- Отрывок -
•••••

После Второй мировой войны Сталин, видимо, в значительной мере потерял интерес к Варге и его оценкам. Тем временем у Института мирового хозяйства и мировой политики появился могущественный противник — тогдашний председатель Госплана, член Политбюро, человек, ощущавший себя диктатором и в экономике, и в экономической науке, — Н.А.Вознесенский{5}. Он подверг Варгу уничтожающей критике за «приукрашивание» капитализма, за концепцию «организованного капитализма». Институт вскоре был закрыт, заменен отделом капитализма в Институте экономики АН СССР, ряд его сотрудников арестовали, многих уволили с работы. И в последующие девять лет научная работа по изучению мировой экономики, экономики капитализма, международных отношении, по сути, не велась, а ограничивалась подбором аргументов в поддержку предписанных тогда сверху тезисов касательно углубления общего кризиса капитализма.

•••••

- Исходные данные -
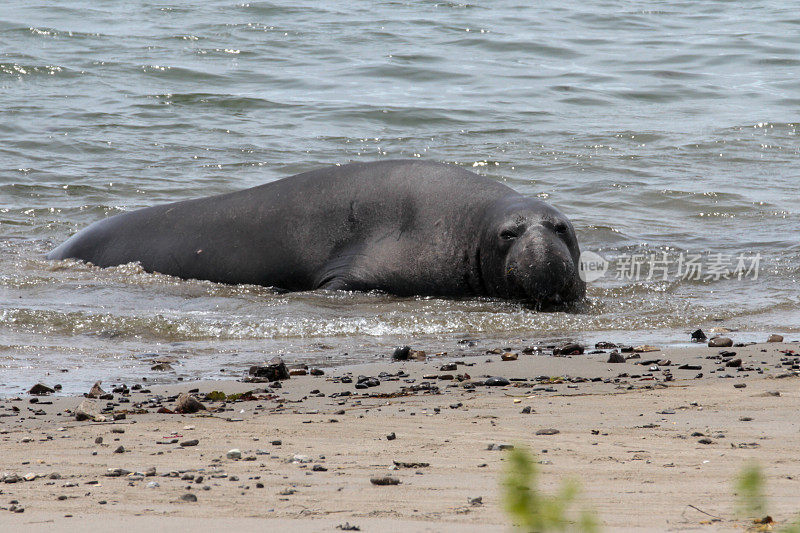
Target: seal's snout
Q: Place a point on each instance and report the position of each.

•••••

- Что нужно сделать -
1. Ответьте на вопросы по отрывку об Институте мирового хозяйства и мировой политики:
(a) Какие посты занимал Н.А.Вознесенский?
(b) Чем заменили закрытый институт?
(c) Сколько лет научная работа по изучению мировой экономики, по сути, не велась?
2. Продолжите отрывок об Институте мирового хозяйства и мировой политики, начав сразу после его последнего предложения.
Данные здесь никакой роли не играют.

- Ответы по заданиям -
1.
(a) Председатель Госплана и член Политбюро.
(b) Отделом капитализма в Институте экономики АН СССР.
(c) Девять лет.

2.
Е.С.Варга попытался сопротивляться. Как вспоминает Я.А.Певзнер, работавшим в ИМХиМП, он обратился к Сталину с письмом, где возражал против закрытия института. Но на сей раз Сталин сам его не принял, а передал письмо Жданову, который встретился с Варгой и сказал ему, что вопрос (о закрытии института. — Г.А.) решен, так как для ЦК главное — это сравнения, которые помогали бы быстрей решить задачу «догнать и перегнать», а такие сравнения возможны, «только если специалисты по советской и зарубежной экономике будут работать совместно». Комментируя это абсолютно достоверное свидетельство, могу лишь сказать: даже я, в тот момент (1947 год) студент Института международных отношений, не мог бы поверить, что представления нашего руководства о мире и мировой экономике, о нашем месте в международных отношениях настолько примитивны и догматически идеологизированы. Но можно ли было принять на веру это объяснение Жданова?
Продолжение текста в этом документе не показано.